» Data provided:
※

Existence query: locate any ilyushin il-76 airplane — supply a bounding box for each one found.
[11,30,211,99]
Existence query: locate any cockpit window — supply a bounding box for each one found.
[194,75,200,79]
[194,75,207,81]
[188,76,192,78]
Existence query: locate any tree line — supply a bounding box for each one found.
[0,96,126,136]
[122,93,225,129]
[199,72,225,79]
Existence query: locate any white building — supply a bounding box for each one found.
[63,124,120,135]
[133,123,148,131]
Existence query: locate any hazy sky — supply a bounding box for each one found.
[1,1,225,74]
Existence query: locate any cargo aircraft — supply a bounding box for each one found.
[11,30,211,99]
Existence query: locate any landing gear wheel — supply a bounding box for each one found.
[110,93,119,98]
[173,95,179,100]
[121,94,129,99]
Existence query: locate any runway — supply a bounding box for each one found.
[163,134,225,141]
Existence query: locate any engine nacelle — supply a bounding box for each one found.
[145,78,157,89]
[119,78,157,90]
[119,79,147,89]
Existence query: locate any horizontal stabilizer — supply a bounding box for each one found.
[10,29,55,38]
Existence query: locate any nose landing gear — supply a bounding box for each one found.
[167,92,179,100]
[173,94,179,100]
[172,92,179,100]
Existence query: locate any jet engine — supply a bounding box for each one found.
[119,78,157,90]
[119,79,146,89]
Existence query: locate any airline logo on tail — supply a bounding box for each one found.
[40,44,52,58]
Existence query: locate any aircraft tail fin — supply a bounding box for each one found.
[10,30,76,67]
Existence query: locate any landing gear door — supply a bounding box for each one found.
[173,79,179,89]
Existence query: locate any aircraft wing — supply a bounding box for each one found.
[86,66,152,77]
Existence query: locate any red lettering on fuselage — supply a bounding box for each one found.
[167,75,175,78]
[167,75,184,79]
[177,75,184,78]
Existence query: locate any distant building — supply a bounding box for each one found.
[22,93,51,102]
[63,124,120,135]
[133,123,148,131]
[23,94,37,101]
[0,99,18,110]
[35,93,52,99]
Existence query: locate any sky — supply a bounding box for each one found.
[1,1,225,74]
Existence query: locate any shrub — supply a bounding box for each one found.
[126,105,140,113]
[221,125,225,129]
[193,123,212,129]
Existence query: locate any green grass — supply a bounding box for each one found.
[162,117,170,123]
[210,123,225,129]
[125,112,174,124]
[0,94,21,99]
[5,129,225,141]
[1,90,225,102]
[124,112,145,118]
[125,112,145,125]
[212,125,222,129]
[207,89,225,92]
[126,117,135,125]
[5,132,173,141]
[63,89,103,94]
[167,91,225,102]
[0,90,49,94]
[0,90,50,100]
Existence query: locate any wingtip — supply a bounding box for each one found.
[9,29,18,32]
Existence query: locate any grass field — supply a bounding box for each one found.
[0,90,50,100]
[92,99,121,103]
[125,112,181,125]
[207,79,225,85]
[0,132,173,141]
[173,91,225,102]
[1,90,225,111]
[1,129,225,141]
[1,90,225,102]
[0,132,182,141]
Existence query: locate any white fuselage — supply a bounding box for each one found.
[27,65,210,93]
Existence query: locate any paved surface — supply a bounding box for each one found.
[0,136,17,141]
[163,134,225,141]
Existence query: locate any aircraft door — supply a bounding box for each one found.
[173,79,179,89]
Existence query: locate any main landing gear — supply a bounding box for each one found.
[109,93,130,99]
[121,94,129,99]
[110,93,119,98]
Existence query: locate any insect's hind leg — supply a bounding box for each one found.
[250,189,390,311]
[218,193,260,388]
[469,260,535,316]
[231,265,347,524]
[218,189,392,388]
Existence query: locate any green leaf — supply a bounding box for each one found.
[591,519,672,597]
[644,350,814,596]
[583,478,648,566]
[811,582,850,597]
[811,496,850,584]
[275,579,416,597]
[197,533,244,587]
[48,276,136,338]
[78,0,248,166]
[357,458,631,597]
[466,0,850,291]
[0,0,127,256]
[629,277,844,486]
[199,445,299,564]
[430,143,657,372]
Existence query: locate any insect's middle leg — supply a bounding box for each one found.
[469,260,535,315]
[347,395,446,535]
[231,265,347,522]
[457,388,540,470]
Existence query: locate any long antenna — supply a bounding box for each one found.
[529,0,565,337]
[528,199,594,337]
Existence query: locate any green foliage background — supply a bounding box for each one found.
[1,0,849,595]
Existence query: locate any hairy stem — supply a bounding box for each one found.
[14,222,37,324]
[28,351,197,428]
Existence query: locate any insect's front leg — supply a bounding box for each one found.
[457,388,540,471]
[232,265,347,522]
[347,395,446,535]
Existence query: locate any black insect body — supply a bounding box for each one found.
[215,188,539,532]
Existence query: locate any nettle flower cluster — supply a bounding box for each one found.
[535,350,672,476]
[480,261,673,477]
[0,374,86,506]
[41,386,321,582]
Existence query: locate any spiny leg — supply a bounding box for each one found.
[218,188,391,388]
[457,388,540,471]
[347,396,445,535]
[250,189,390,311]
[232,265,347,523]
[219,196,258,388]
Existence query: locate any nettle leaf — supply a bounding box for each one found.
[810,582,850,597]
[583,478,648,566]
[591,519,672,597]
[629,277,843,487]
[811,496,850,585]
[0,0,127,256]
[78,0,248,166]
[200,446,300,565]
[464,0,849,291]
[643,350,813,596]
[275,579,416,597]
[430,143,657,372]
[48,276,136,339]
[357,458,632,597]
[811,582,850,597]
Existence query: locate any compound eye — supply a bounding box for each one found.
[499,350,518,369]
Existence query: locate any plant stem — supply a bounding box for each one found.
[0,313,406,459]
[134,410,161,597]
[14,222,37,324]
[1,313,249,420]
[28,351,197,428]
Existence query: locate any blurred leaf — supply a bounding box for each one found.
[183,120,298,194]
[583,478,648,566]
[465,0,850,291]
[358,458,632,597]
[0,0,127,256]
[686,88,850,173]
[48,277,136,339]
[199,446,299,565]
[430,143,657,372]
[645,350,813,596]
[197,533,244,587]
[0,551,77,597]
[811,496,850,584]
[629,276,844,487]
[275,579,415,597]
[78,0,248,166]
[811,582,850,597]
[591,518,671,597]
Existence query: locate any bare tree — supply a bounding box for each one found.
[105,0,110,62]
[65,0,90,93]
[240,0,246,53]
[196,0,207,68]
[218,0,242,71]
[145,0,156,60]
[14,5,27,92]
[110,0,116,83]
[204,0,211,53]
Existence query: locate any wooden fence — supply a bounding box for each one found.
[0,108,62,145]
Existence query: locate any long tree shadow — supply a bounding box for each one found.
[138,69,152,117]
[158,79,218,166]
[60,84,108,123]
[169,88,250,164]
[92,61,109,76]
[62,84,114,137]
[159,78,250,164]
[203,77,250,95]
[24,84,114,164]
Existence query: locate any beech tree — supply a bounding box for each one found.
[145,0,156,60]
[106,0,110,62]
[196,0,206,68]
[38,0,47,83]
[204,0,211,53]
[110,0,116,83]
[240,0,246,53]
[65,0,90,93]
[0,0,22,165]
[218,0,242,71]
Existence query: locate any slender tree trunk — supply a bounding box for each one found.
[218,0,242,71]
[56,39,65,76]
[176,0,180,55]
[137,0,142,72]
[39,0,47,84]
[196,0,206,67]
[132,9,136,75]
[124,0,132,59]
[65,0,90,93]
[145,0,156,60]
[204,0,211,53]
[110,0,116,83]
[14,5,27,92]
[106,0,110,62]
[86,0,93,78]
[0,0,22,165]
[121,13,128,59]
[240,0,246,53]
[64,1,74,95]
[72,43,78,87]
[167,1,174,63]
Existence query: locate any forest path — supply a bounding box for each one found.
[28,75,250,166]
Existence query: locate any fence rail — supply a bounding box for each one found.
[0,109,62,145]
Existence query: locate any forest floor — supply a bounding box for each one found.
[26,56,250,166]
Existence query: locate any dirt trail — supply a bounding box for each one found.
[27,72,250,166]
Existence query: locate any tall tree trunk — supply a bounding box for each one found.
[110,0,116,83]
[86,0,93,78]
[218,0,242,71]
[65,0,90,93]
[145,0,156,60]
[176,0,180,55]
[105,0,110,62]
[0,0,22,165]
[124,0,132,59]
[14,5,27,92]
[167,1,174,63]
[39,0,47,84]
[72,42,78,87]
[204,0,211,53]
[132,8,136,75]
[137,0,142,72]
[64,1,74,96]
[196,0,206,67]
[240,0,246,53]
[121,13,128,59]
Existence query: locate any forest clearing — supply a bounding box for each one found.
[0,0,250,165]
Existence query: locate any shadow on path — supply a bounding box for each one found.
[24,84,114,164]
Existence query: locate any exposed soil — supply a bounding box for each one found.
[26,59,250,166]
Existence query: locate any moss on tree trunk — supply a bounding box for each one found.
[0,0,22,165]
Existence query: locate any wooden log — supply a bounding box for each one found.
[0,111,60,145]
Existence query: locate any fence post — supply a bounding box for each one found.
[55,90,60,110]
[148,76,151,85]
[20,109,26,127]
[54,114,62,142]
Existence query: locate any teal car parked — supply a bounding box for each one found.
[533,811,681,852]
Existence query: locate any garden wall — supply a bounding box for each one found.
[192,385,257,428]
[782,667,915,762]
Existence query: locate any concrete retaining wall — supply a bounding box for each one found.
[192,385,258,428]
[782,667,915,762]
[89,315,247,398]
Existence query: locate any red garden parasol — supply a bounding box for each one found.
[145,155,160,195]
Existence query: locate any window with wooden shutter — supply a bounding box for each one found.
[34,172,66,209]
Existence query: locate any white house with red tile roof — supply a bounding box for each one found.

※

» Task brief: Your answer must be an exact transcription of the lines from the one containing "Existence query: locate any red garden" through the last line of the records above, and nothing else.

» Solved problem:
Existence query: locate any red garden parasol — supply a bounding box for each one found.
[145,155,160,195]
Existence query: locate any window with wooden shutter — supply a bounding box for each one found.
[34,172,66,209]
Existence query: locate any white house with red tile roof — supply a bounding box for each one found.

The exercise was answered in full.